= Directive =
In this exercise, reproduce all the entries that follow exactly.
--- Start Record extracts ---
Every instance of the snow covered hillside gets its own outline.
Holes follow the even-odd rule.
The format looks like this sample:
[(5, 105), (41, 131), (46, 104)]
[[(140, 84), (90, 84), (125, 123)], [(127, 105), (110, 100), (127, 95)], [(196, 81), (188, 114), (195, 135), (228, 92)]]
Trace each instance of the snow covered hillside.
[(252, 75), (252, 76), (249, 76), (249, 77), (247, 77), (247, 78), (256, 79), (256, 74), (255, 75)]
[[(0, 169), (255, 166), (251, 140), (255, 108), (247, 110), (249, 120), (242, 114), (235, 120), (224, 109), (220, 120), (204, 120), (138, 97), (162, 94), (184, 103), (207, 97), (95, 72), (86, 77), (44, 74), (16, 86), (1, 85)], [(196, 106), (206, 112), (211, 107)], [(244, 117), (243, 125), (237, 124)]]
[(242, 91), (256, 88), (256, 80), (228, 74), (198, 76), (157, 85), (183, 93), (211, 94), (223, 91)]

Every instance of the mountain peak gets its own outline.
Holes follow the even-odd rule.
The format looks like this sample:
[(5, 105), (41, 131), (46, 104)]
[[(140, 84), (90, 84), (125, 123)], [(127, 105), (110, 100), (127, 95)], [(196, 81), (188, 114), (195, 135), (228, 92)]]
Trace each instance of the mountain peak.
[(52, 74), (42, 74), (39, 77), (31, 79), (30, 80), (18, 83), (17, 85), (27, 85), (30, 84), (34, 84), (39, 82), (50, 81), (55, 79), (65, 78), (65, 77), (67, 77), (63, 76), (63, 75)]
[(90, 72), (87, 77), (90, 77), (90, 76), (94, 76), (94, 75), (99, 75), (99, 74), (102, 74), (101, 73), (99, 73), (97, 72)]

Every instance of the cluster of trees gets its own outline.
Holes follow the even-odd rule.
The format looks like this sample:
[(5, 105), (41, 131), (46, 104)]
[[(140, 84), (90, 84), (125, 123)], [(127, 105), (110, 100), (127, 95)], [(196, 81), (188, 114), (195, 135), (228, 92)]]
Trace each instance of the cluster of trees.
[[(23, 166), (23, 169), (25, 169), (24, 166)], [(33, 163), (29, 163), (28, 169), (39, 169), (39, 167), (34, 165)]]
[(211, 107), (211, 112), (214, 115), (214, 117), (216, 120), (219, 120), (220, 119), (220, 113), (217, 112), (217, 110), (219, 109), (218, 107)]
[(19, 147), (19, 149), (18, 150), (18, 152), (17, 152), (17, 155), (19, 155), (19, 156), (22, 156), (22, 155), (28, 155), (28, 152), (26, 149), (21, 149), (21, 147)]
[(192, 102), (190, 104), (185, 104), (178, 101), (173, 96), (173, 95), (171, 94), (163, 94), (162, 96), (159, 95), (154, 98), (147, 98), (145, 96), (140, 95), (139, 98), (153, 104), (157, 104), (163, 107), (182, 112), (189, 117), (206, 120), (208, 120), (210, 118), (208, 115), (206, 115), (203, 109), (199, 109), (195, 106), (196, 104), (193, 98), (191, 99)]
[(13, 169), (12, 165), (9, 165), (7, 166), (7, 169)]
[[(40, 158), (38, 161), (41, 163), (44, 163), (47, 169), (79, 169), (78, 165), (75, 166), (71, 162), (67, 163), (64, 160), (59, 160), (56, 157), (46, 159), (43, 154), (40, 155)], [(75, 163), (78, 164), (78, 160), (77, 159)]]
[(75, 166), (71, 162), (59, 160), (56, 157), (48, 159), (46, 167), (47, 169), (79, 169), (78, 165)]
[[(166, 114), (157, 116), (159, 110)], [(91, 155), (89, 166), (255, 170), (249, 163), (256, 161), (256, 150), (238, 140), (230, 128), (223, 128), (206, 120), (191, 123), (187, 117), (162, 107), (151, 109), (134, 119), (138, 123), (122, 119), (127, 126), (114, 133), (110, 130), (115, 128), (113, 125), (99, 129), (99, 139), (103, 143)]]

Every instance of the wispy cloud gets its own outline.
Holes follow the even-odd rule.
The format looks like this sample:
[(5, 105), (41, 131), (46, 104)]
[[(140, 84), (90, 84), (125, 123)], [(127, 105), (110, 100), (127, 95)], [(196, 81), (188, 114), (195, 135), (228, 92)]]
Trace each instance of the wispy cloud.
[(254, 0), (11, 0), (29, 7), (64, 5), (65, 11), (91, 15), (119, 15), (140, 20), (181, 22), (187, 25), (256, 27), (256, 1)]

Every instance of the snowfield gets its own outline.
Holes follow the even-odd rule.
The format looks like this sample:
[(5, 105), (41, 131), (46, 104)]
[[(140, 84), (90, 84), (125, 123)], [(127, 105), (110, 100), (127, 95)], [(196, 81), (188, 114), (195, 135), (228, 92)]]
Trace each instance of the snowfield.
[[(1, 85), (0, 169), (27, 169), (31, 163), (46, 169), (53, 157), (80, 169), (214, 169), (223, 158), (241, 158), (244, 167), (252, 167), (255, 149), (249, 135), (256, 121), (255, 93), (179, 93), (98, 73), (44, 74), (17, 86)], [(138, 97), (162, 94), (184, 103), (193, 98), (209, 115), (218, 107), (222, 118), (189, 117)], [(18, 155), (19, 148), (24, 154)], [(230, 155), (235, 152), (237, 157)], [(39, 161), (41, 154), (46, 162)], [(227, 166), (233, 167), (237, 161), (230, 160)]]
--- End Record extracts ---
= Complete output =
Every instance of the snow covered hillside gets its own outline.
Holes follow the even-odd rule.
The format looks like this sample:
[(5, 105), (41, 131), (46, 104)]
[[(140, 84), (90, 84), (125, 123)], [(127, 105), (110, 100), (127, 95)], [(196, 81), (188, 114), (195, 135), (228, 92)]]
Trace each instance of the snow covered hillside.
[(252, 75), (252, 76), (249, 76), (249, 77), (247, 77), (247, 78), (256, 79), (256, 74), (255, 75)]
[[(0, 169), (255, 166), (251, 140), (255, 108), (247, 110), (249, 120), (242, 114), (235, 120), (224, 109), (220, 120), (204, 120), (138, 97), (162, 94), (184, 103), (207, 97), (95, 72), (86, 77), (44, 74), (16, 86), (1, 85)], [(196, 106), (206, 112), (211, 107)], [(244, 117), (243, 125), (237, 124)]]
[(242, 91), (256, 88), (256, 80), (228, 74), (198, 76), (157, 85), (183, 93), (211, 94), (223, 91)]

Every instance of the mountain peak gets its own outline.
Holes follow the even-odd rule.
The format looks like this sample:
[(5, 105), (41, 131), (46, 104)]
[[(140, 84), (90, 84), (125, 123)], [(127, 105), (110, 100), (127, 95)], [(196, 81), (188, 114), (195, 135), (228, 92)]]
Trace each instance of the mountain peak.
[(52, 74), (42, 74), (39, 77), (31, 79), (30, 80), (18, 83), (17, 85), (27, 85), (30, 84), (34, 84), (39, 82), (50, 81), (55, 79), (65, 78), (65, 77), (67, 77), (63, 76), (63, 75)]
[(90, 72), (87, 77), (90, 77), (90, 76), (94, 76), (94, 75), (99, 75), (99, 74), (102, 74), (101, 73), (99, 73), (97, 72)]

Every instance of the cluster of trees gets its own outline.
Holes follow the even-odd rule.
The format looks like this sample:
[(5, 105), (41, 131), (46, 104)]
[[(140, 84), (90, 84), (125, 123)], [(127, 105), (110, 100), (127, 95)], [(196, 81), (188, 114), (195, 135), (228, 92)]]
Trace each instance of the cluster of trees.
[[(23, 166), (23, 169), (25, 169), (24, 166)], [(33, 163), (29, 163), (28, 169), (39, 169), (39, 167), (34, 165)]]
[(211, 107), (211, 112), (214, 115), (214, 117), (216, 120), (219, 120), (220, 119), (220, 113), (217, 112), (217, 110), (219, 109), (218, 107)]
[(19, 147), (19, 149), (18, 150), (18, 152), (17, 152), (17, 155), (19, 155), (19, 156), (22, 156), (22, 155), (28, 155), (28, 152), (26, 149), (21, 149), (21, 147)]
[(192, 102), (190, 104), (185, 104), (178, 101), (173, 96), (173, 95), (171, 94), (163, 94), (162, 96), (159, 95), (154, 98), (147, 98), (145, 96), (140, 95), (139, 98), (153, 104), (157, 104), (163, 107), (182, 112), (189, 117), (206, 120), (208, 120), (210, 118), (208, 115), (206, 115), (203, 109), (199, 109), (195, 106), (196, 104), (193, 98), (191, 99)]
[(13, 169), (12, 165), (9, 165), (7, 166), (7, 169)]
[[(40, 158), (38, 161), (41, 163), (44, 163), (47, 169), (79, 169), (78, 165), (75, 166), (71, 162), (67, 163), (64, 160), (59, 160), (56, 157), (46, 159), (43, 154), (40, 155)], [(75, 163), (78, 164), (78, 160), (77, 159)]]
[(75, 166), (71, 162), (59, 160), (56, 157), (48, 159), (46, 167), (47, 169), (79, 169), (78, 165)]
[[(166, 114), (157, 116), (159, 110)], [(91, 155), (89, 166), (255, 170), (249, 163), (256, 161), (256, 150), (238, 140), (230, 128), (223, 128), (206, 120), (191, 123), (187, 117), (162, 107), (151, 109), (134, 119), (138, 123), (122, 119), (127, 126), (114, 133), (110, 130), (115, 128), (113, 125), (99, 129), (99, 139), (103, 143)]]

Every instance of the wispy cloud gets its own outline.
Holes follow the even-odd rule.
The format looks like this sample:
[(5, 105), (41, 131), (46, 104)]
[[(140, 84), (90, 84), (125, 123)], [(127, 105), (110, 100), (127, 95)], [(196, 81), (188, 114), (195, 135), (228, 92)]]
Trace each instance of the wispy cloud.
[(254, 0), (11, 0), (29, 7), (64, 5), (65, 11), (91, 15), (119, 15), (140, 20), (181, 22), (187, 25), (256, 27), (256, 1)]

Every instance of the snowfield gets its own outline.
Holes follow the even-odd rule.
The format looks like this sample:
[(5, 105), (41, 131), (46, 104)]
[[(140, 84), (90, 84), (125, 123)], [(127, 105), (110, 100), (127, 95)], [(196, 81), (188, 114), (195, 135), (228, 92)]]
Trace each instance of the snowfield.
[[(1, 85), (0, 169), (27, 169), (31, 163), (46, 169), (53, 157), (80, 169), (214, 169), (223, 158), (241, 158), (244, 167), (252, 167), (255, 149), (249, 135), (256, 121), (255, 93), (179, 93), (98, 73), (44, 74), (17, 86)], [(138, 97), (162, 94), (184, 103), (193, 98), (209, 115), (218, 107), (222, 118), (189, 117)], [(18, 155), (19, 148), (24, 154)], [(230, 155), (235, 152), (237, 157)], [(39, 161), (41, 154), (46, 162)], [(227, 166), (233, 167), (237, 161), (230, 160)]]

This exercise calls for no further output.